Goal 1: In the chip comparison comments, what process node is Tegra 3 said to be built on?
Goal 2: Pick up the chip comparison comments after their final line and keep writing them.

Passage:
──────────────────────────────

I played in december with HP envy2 and after some questioning they installed a few light games which were "ok" but i wonder how well the gpu in the atom really is, power consumption looks ok, but i preffer a performing gpu @ a bit higher power then a none performing one.
memosk - Tuesday, January 8, 2013 - link
It looks like old problem with PowerPc v.s. PC .PowerPC have had a faster Risc procesor and PC have had slower x86 like procesor .
The end result was that clasical PC has won this Battle . Because of tradition and what is more important , you need knowledge about platform over users, producers, programers ...
And you should think about economical thinks like mortage and whole enviroment named as Logistik.
The same problem was Tesla vs. Edison. Tesla have had better ideas and Edison was Bussines-man. Who has won ? :)
memosk - Tuesday, January 8, 2013 - link
Nokia tryed seriosly sell windows 8 phones without SD cards And they said because of microsoft .How can you then compete again android with SD cards. But if you copy an Apple you think it has logic.
You need generaly: complete and logic and OWN and CONSISTENT and ORIGINAL strategy.
If you copy something it is dangerous that you strategy will be incostintent , leaky , "two way" , vague also with tragical errors like incompatibility or like legendary siemens phones: 1 crash per day . :D
apozean - Friday, January 11, 2013 - link
I studied the setup and it appears and Intel just wants to take on Nvidia's Tegra 3. Here are a couple of differences that I think are not highlighted appropriately:1. They used an Android tablet for Atom, Android tablet for Krait, but a Win RT (Surface) for Tegra 3. It must have been very difficult to fund a Google Nexus 7. Keeping the same OS across the devices would have controlled for a lot of other variables. Wouldn't it?
2. Tegra 3 is the only quad core chip among chips being compared. Atom and Krait are dual-core. If all four cores are running, wouldn't it make a different to the idle power?
3. Tegra 3 is built on 40nm and is one of the first A9 SoCs. In contrast, Atom is 32nm and Krait is 28nm.
How does Tegra 3 fits in this setup?
apozean - Friday, January 11, 2013 - link
Fixing typos..I studied the setup and it appears that Intel just wants to take on Nvidia's Tegra 3. Here are a couple of differences that I think are not highlighted appropriately:
1. They used an Android tablet for Atom, Android tablet for Krait, but a Win RT (Surface) for Tegra 3. It must have been very difficult to fund a Google Nexus 7. Keeping the same OS across the devices would have controlled for a lot of other system variables. Wouldn't it?

──────────────────────────────

Data:
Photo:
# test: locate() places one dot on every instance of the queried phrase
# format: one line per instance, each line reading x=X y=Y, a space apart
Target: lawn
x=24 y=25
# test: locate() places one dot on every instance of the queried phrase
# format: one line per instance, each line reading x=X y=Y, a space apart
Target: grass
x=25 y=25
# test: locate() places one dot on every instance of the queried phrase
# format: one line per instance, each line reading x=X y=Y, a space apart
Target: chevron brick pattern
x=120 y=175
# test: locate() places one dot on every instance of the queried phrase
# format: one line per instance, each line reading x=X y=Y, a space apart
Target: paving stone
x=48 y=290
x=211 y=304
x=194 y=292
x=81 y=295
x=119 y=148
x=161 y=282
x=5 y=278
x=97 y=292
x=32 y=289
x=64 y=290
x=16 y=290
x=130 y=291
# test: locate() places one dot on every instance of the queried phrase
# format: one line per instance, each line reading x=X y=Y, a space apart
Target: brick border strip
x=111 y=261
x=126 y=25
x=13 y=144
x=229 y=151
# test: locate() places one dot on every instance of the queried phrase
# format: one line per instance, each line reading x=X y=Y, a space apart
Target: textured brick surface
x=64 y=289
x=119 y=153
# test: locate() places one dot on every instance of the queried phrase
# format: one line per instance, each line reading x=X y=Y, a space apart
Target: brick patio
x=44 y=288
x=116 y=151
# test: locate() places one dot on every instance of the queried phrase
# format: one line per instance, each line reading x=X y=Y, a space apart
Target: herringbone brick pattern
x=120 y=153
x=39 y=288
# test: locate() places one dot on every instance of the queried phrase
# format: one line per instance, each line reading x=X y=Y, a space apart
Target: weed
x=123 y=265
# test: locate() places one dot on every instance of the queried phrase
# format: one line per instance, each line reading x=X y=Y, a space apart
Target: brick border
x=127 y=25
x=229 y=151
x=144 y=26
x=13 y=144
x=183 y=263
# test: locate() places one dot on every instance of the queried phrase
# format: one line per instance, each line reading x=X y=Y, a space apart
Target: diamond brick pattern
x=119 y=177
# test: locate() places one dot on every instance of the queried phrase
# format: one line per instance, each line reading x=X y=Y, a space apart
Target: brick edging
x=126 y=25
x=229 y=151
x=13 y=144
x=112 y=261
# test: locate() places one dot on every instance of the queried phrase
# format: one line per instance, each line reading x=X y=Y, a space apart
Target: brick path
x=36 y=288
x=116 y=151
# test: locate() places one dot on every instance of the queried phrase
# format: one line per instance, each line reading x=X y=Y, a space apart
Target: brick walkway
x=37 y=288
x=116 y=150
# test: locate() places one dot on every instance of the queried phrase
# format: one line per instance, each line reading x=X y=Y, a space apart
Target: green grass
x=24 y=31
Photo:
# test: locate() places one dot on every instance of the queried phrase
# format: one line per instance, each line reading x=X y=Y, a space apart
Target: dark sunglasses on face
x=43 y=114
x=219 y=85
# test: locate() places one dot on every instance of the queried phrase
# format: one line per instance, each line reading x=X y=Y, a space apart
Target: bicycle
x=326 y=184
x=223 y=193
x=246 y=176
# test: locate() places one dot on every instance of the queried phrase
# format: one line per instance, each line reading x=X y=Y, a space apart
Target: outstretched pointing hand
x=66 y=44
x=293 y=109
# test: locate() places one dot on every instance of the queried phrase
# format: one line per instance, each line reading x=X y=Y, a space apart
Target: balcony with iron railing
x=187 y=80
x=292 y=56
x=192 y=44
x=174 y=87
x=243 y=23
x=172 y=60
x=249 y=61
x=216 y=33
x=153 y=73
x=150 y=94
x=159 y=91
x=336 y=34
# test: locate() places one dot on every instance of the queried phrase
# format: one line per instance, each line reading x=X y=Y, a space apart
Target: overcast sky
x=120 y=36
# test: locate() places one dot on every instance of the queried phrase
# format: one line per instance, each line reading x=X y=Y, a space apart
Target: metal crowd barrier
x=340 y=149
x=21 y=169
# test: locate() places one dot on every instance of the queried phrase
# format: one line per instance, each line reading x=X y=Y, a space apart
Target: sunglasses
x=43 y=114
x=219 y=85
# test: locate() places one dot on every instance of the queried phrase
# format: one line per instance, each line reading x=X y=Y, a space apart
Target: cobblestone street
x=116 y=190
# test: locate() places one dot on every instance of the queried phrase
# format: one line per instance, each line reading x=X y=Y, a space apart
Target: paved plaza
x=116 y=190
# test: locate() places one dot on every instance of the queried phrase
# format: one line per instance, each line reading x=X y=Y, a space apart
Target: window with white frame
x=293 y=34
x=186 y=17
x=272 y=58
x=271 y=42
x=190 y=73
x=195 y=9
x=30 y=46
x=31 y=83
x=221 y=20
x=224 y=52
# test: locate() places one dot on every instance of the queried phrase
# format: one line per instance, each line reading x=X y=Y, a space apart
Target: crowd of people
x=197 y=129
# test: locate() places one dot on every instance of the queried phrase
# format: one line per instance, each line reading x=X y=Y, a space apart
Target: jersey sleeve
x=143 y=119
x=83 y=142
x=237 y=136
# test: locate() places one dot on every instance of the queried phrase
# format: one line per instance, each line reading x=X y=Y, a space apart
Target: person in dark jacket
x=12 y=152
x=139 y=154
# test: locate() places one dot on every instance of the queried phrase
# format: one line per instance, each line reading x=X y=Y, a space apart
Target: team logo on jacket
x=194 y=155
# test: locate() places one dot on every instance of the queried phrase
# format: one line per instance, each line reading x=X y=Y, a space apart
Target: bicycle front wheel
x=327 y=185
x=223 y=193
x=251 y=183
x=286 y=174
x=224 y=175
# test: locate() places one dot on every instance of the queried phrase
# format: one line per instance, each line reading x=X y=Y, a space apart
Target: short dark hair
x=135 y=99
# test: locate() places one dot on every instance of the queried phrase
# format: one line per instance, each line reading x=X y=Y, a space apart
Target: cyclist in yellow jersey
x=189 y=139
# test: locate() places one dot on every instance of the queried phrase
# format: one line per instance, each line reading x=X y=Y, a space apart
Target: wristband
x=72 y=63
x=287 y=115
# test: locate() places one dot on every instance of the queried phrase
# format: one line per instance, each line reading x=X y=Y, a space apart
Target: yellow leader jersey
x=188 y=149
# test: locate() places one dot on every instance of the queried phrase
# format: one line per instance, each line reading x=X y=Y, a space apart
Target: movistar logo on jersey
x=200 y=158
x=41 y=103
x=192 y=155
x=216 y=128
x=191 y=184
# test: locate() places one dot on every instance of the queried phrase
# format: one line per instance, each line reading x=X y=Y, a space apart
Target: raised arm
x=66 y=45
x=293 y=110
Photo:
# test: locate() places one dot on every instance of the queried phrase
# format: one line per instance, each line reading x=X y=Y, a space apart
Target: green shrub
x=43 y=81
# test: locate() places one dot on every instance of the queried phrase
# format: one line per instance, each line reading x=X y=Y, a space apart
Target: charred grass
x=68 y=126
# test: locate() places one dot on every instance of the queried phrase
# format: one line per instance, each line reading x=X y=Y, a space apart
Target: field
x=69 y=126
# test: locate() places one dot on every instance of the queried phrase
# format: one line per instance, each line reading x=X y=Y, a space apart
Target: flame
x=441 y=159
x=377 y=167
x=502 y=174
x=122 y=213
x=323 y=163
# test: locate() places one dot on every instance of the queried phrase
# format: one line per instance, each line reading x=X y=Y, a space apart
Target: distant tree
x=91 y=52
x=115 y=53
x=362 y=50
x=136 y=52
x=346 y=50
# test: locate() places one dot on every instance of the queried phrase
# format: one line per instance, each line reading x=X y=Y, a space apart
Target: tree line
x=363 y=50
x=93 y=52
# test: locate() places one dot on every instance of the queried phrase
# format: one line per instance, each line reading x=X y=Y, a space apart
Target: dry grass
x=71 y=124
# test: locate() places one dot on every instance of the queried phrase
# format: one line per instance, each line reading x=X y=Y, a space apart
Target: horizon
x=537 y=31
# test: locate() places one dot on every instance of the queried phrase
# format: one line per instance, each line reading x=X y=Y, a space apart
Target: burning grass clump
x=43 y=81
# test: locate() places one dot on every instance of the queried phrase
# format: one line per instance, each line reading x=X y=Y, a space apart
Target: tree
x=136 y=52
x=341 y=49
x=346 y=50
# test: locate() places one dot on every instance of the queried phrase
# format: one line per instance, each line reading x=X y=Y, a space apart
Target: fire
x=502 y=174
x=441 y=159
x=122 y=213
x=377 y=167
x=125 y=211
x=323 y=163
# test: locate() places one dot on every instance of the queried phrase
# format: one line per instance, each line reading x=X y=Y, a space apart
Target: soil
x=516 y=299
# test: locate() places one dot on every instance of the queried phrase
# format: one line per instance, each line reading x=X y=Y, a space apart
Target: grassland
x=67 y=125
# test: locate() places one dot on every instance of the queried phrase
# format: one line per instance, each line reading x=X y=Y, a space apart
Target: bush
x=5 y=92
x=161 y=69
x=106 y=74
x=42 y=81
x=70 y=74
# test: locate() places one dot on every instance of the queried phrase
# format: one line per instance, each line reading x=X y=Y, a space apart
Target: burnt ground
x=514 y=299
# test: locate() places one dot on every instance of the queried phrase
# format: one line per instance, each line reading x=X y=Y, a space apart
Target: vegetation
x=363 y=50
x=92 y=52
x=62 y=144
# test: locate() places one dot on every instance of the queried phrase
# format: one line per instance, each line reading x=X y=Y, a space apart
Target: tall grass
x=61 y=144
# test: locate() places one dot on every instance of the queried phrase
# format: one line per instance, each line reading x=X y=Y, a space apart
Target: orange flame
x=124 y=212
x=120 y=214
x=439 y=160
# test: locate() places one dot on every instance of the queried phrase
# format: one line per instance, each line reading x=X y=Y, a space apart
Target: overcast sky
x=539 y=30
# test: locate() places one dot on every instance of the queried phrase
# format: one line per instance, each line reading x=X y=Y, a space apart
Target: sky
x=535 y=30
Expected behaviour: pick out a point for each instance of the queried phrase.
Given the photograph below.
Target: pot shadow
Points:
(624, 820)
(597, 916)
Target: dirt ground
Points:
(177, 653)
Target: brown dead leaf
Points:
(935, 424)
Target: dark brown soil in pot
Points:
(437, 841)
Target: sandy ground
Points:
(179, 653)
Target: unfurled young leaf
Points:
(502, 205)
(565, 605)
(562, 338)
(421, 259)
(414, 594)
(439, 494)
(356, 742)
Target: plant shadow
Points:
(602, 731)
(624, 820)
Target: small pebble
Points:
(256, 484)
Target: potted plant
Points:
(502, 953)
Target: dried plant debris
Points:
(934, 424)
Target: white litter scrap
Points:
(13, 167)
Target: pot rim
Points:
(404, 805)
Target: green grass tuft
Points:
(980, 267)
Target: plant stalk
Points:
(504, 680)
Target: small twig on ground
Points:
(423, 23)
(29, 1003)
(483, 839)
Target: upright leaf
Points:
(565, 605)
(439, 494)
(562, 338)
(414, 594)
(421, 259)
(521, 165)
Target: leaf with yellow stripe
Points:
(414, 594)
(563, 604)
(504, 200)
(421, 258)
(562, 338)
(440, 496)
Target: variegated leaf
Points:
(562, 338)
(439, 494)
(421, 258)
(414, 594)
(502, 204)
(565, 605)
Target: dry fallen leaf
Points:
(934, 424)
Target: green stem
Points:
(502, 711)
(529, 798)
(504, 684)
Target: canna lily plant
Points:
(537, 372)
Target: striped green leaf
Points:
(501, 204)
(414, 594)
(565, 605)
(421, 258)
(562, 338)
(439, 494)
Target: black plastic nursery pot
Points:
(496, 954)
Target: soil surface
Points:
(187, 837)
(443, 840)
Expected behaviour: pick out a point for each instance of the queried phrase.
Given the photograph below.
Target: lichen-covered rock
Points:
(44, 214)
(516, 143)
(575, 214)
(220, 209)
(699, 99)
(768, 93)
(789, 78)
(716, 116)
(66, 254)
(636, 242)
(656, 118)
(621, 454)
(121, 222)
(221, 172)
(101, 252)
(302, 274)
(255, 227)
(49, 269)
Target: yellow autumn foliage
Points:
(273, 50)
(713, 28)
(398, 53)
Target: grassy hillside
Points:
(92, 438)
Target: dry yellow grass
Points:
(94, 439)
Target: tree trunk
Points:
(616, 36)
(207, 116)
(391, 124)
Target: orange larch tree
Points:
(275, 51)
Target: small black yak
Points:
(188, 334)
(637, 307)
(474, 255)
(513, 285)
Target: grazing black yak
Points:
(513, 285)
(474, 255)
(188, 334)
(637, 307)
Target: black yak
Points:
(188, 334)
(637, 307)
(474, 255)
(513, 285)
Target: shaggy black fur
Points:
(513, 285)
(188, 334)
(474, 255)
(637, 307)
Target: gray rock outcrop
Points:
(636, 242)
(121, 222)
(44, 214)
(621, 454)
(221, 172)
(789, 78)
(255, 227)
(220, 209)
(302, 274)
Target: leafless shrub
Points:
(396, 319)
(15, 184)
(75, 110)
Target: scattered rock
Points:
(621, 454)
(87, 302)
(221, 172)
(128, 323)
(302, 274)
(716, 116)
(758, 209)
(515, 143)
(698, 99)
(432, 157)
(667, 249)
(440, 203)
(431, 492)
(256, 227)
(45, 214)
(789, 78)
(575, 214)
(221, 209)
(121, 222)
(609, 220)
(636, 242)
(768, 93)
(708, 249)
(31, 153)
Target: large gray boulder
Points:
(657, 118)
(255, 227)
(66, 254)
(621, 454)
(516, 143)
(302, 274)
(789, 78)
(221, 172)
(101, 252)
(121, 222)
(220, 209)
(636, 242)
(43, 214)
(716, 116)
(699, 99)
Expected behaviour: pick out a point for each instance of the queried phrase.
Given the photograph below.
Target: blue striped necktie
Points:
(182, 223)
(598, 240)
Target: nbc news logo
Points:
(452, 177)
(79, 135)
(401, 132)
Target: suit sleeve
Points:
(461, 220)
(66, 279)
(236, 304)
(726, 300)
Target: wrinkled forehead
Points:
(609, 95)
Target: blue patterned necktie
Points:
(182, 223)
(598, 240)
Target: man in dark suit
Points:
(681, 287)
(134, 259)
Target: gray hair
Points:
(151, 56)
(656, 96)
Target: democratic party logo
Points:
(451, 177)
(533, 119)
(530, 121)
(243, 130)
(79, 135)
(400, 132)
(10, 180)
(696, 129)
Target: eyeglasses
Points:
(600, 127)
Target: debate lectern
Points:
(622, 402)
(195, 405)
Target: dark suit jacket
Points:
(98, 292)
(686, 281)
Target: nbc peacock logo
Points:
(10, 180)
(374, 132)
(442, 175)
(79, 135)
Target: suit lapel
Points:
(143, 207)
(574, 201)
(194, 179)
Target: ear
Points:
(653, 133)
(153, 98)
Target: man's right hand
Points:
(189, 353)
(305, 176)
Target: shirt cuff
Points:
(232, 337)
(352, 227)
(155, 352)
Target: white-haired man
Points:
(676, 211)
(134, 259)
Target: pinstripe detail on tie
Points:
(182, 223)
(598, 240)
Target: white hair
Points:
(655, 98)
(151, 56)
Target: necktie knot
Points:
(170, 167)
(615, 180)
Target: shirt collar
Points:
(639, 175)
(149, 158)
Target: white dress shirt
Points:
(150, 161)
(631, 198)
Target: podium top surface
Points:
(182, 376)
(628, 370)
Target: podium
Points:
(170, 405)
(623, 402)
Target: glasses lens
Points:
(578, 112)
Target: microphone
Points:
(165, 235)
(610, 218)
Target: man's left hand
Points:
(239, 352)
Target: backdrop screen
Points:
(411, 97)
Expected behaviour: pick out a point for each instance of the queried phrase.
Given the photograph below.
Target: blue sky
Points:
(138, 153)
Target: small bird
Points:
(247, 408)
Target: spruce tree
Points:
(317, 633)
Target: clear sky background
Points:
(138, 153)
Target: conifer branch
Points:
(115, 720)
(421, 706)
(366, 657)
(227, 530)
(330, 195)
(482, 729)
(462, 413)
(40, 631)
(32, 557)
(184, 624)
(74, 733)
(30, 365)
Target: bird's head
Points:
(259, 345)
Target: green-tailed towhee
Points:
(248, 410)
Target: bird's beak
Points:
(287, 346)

──────────────────────────────

Output 1: 40nm.

Output 2:
2. Tegra 3 is the only quad core chip among chips being compared. Atom and Krait are dual-core. If all four cores are running, wouldn't it make a difference to the idle power?
3. Tegra 3 is built on 40nm and is one of the first A9 SoCs. In contrast, Atom is 32nm and Krait is 28nm.
How does Tegra 3 fit in this setup?
some_guy - Wednesday, January 16, 2013 - link
I thinking this may be the beginning of Intel being commoditied and the end of the juicy margins for most of their sales.I was just reading an article about how hedge funds love Intel. I don't see it, but that doesn't mean that the hedge funds would make money. Perhaps they know the earning report that is coming out soon, maybe tomorrow, will be good. http://www.insidermonkey.com/blog/top-semiconducto...
some_guy - Wednesday, January 16, 2013 - link
I meant to say "but that doesn't mean that the hedge funds won't make money."raptorious - Wednesday, February 20, 2013 - link
but Anand has no clue what the rails might actually be powering. How do we know that the "GPU Rail" is in fact just powering the GPU and not the entire uncore of the SOC? This article is completely biased towards Intel and lacks true engineering rigor.EtTch - Tuesday, April 2, 2013 - link
My take in all of this is that ARM and x86 is in comparable at this point when it comes to comparing the different instruction set architectures due to different the lithography size and the new 3d transistors. When ARM based SOC has finally all the physical features of the x86 then it's only truly comparable. Right now x86 is most likely to have a lower power consumption than ARM based processors that has a higher lithographic size than itself. (I really don't know what it's called but I'll go out on a limb and call it lithography size even though I know that I am most likely wrong)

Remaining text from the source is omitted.